**Problems to work on**
**a)** Summarize the post on key lookups below in two sentences.
**b)** Proceed with the post on key lookups from the point where it stops.

**Quoted text**
Not the typical story about key lookups

Query plans are very useful to tune queries, but some operations are usually avoided or blamed for performance problems when not always are the culprit, let me show you one of those rear cases where the theory does not apply I understand that if you want to keep up with technology (or at least try), you must spend a great deal of your time reading about it, no matter if you use Books online, you buy books from the shop or what I enjoy the most, read blog posts and technical articles.

So I’m reading an article from Klaus Aschenbrenner (b|t) called The Performance Penalty of Bookmark Lookups in SQL Server which explains the performance degradation you might suffer from bookmark (or Key) lookups.

All good, he’s a reputed expert and knows what he’s talking about and I don’t pretend to say he’s wrong, cause he’s not, but let me show you the 0,000001% which makes SQL Server such an amazing system.

Background

I’m not going to get into many details about bookmark lookups as you can read Klaus’s article, which I recommend, but as always there is a ‘it depends’. And I’m going to show you something I found just last week and I kept the query plans to explain.

As I said, 99.999999% (polite guess) of the times, the query optimizer will choose a covering index since it’s just one place to read from, avoiding expensive nested loop operators and the fearsome lookups. And that makes a lot of sense.

But in some conditions and where there is another index that can be used, the optimizer can choose (wisely done) to use that index and then perform the lookups. Let me show you the anonymized queries and their query plans.

SELECT DISTINCT
        Object1.Column1 ,
        Object1.Column2 ,
        Object1.Column3 AS Column4 ,
        Object1.Column5 AS Column6 ,
        Object1.Column7 AS Column8
	FROM Schema1.Object2 AS Object1
		INNER JOIN Schema1.Object3 AS Object3 
			ON Object1.Column1 = Object3.Column1
        INNER JOIN Schema1.Object4 AS Object5 
			ON Object3.Column10 = Object5.Column11
	WHERE Object1.Column12 = 'Value'
        AND Object1.Column3 BETWEEN 'Date' AND 'Date'
        AND ( Object5.Column13 LIKE '%String%' );

SELECT DISTINCT
        Object1.Column1 ,
        Object1.Column2 ,
        Object1.Column3 AS Column4 ,
        Object1.Column5 AS Column6 ,
        Object1.Column7 AS Column8
	FROM Schema1.Object2 AS Object1 WITH ( INDEX = Index5 )

**Supplied material**
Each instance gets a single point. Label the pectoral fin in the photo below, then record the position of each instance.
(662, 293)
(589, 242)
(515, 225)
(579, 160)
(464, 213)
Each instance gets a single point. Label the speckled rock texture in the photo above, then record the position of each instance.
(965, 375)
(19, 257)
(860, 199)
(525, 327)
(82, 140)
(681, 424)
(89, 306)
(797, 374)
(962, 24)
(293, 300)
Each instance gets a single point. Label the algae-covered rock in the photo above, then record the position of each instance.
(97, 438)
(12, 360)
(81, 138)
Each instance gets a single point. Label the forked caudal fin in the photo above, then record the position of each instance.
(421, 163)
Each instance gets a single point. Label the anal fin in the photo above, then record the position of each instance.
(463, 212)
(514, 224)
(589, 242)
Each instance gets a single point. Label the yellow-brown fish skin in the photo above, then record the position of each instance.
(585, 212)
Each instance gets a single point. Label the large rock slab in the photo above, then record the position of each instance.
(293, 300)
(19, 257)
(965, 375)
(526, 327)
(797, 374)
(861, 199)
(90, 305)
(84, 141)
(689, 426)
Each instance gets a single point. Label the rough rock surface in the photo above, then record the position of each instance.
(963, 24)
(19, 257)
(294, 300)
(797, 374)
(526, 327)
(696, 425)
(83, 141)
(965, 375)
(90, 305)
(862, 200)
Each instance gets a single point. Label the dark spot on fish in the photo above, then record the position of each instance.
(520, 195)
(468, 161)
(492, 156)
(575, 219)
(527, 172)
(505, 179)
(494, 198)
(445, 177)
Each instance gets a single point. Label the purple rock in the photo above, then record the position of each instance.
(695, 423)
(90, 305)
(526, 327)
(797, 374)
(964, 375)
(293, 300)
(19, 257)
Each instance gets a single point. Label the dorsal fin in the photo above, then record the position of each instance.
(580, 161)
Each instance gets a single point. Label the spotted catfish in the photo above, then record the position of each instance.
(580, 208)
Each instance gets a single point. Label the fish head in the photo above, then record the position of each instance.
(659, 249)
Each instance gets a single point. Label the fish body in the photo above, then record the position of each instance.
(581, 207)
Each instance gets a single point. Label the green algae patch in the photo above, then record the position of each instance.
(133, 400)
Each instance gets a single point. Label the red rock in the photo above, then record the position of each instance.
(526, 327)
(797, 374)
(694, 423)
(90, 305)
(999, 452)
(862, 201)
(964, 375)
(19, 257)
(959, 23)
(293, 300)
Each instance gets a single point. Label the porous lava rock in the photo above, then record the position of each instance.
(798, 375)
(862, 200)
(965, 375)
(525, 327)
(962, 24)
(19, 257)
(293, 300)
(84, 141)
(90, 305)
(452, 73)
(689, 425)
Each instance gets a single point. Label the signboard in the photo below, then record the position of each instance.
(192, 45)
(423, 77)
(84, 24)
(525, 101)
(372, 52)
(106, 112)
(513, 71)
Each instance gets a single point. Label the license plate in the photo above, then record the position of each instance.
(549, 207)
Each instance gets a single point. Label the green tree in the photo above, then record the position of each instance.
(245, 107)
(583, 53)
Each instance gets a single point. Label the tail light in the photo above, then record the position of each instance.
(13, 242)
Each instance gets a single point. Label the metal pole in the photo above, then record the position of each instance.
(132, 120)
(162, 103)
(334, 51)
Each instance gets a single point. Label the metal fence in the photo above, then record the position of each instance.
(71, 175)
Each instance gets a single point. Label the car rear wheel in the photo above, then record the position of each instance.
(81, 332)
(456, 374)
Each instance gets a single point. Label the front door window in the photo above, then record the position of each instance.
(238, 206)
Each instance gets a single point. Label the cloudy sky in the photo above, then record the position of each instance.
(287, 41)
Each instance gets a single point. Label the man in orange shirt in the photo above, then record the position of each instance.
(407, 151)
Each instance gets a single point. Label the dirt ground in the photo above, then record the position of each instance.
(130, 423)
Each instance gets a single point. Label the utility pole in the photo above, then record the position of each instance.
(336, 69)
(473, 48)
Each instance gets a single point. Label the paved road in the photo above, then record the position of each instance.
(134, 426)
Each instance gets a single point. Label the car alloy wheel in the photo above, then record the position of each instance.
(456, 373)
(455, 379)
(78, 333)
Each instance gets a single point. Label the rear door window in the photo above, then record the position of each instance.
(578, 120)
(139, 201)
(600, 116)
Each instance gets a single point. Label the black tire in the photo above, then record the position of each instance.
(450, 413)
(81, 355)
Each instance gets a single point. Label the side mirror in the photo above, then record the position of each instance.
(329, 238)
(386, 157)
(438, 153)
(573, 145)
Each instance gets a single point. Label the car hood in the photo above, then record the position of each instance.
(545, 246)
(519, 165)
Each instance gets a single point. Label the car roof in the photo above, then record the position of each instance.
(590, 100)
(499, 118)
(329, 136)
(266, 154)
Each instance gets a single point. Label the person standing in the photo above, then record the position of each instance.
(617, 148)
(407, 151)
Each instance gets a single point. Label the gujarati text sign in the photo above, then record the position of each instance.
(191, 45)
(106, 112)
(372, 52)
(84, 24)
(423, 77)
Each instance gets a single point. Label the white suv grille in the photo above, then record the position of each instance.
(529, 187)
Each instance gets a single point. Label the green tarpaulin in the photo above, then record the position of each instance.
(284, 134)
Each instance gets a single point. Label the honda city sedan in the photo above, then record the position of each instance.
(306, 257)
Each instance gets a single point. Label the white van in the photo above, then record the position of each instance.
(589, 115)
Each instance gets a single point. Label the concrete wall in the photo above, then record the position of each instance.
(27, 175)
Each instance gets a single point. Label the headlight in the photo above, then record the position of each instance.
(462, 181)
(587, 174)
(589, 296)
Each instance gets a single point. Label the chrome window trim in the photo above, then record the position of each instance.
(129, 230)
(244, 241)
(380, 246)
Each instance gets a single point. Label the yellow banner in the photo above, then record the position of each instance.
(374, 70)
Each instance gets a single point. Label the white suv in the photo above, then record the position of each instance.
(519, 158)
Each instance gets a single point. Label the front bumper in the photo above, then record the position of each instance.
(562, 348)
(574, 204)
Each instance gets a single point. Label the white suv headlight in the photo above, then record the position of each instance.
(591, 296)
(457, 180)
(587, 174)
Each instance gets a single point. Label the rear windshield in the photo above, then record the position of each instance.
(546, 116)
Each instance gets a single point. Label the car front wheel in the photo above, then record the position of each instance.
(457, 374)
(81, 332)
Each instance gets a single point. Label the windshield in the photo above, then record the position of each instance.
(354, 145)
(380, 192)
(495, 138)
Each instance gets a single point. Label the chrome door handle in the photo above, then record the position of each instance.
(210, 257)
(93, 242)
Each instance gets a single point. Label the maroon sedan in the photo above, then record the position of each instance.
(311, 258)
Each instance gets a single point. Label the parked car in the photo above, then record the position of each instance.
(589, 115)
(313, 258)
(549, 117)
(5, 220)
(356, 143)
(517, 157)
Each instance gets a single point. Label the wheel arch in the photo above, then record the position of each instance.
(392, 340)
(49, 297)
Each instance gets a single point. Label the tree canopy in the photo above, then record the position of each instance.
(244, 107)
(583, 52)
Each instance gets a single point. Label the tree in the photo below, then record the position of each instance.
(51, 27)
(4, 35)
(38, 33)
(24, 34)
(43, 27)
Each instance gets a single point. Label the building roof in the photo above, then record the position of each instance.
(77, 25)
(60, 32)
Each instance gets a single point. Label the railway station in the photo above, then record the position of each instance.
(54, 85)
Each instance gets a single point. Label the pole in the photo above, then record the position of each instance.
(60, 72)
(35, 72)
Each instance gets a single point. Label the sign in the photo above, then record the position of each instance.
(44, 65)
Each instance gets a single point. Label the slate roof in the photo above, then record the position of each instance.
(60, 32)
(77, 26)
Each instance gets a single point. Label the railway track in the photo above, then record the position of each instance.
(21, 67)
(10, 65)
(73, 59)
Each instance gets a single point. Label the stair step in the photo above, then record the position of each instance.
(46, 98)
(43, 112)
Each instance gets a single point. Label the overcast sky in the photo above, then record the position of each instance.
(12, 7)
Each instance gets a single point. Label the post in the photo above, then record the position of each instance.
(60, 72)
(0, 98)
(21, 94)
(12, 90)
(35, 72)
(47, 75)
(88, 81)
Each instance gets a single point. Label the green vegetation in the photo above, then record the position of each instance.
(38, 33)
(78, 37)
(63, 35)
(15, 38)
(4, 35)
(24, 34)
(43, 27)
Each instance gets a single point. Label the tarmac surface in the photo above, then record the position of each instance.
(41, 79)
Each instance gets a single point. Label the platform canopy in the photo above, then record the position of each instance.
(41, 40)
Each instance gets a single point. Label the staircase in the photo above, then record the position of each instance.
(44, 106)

**Responses for each task**
**a)** After reading Klaus Aschenbrenner's article The Performance Penalty of Bookmark Lookups in SQL Server, which explains the slowdown bookmark (or key) lookups can cause, the author agrees with it but sets out to show a rare case where that theory does not apply. The query optimizer nearly always picks a covering index to avoid nested loop operators and lookups, but under some conditions it can wisely use another available index and then perform the lookups, as the author shows with anonymized queries and their query plans.

**b)**
		INNER JOIN Schema1.Object3 AS Object3 
			ON Object1.Column1 = Object3.Column1
        INNER JOIN Schema1.Object4 AS Object5 
			ON Object3.Column10 = Object5.Column11
	WHERE Object1.Column12 = 'Value'
        AND Object1.Column3 BETWEEN 'Date' AND 'Date'
        AND ( Object5.Column13 LIKE '%String%' );

The first query doesn’t use the covering index I have created, so I decided to force it in the second query, the query plans are as follows

You can see that there are lookups, and I got really intrigued by this, did I missed a column to cover and this is why? So I decided to use a query hint to force the covering index. And this was the query plan

See how Object2.Index3 Seek + Object2.Index4 Lookup have become Object2.Index5 Seek. And in theory, that should be cheaper for SQL Server, so what is it thinking about? has it got crazy or something?

Not really.

Keep digging

Query plans are good for performance tuning but these are not the only tools we need to look at. Another great tool is STATISTICS IO and STATISTICS TIME being the latter a bit more ~ish in some aspects but in general both is what I use all the time to tune SQL.

The output for these two queries is

/*
(2619 row(s) affected)
Table 'Object2'. Scan count 0, logical reads 150702, physical reads 0, read-ahead reads 0, lob logical reads 0, lob physical reads 0, lob read-ahead reads 0.
Table 'Object3'. Scan count 0, logical reads 76737, physical reads 0, read-ahead reads 0, lob logical reads 0, lob physical reads 0, lob read-ahead reads 0.
Table 'Object4'. Scan count 9, logical reads 64938, physical reads 0, read-ahead reads 0, lob logical reads 0, lob physical reads 0, lob read-ahead reads 0.
Table 'Worktable'. Scan count 0, logical reads 0, physical reads 0, read-ahead reads 0, lob logical reads 0, lob physical reads 0, lob read-ahead reads 0.
Table 'Worktable'. Scan count 0, logical reads 0, physical reads 0, read-ahead reads 0, lob logical reads 0, lob physical reads 0, lob read-ahead reads 0.

(1 row(s) affected)

SQL Server Execution Times:
CPU time = 19716 ms, elapsed time = 2632 ms.

(2619 row(s) affected)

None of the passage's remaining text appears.